▶ _Stated task_
Reproduce, word for word, everything in the material from the line containing "One pin marks each instance of the patterned" down to its last line.

(Image location labeling entries)
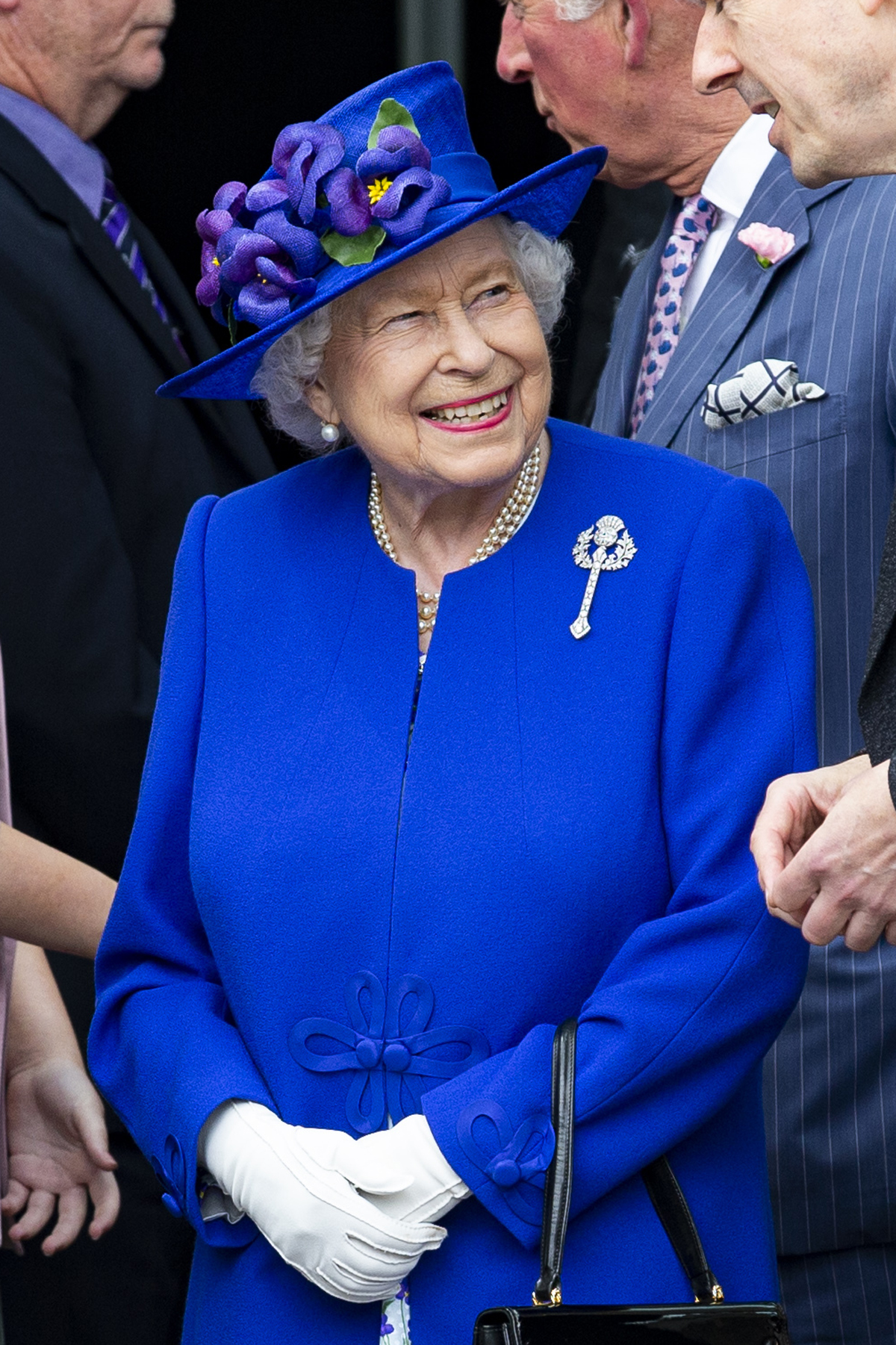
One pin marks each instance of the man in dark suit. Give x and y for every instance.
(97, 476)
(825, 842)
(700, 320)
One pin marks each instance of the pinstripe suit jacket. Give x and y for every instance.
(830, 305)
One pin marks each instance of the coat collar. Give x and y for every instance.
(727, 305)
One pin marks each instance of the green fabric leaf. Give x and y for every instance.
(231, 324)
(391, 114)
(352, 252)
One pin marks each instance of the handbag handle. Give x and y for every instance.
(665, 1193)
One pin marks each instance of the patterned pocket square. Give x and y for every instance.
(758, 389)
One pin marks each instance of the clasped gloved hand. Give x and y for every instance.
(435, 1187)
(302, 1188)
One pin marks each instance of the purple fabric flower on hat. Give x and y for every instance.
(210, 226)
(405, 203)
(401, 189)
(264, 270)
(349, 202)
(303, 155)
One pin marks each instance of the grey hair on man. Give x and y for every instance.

▶ _Exercise response_
One pin marks each instance of the patterned pocket square. Give x and y for every instance.
(758, 389)
One pin marks each instance of the clasped gloved hand. Give x and y for every instance.
(435, 1187)
(302, 1188)
One pin marks each instance of the purple fabric flower on hat. Give x and y for every instance.
(210, 226)
(405, 203)
(401, 189)
(264, 270)
(349, 202)
(303, 155)
One pin marks each instance of the grey hair on man. Give x and y for every instance.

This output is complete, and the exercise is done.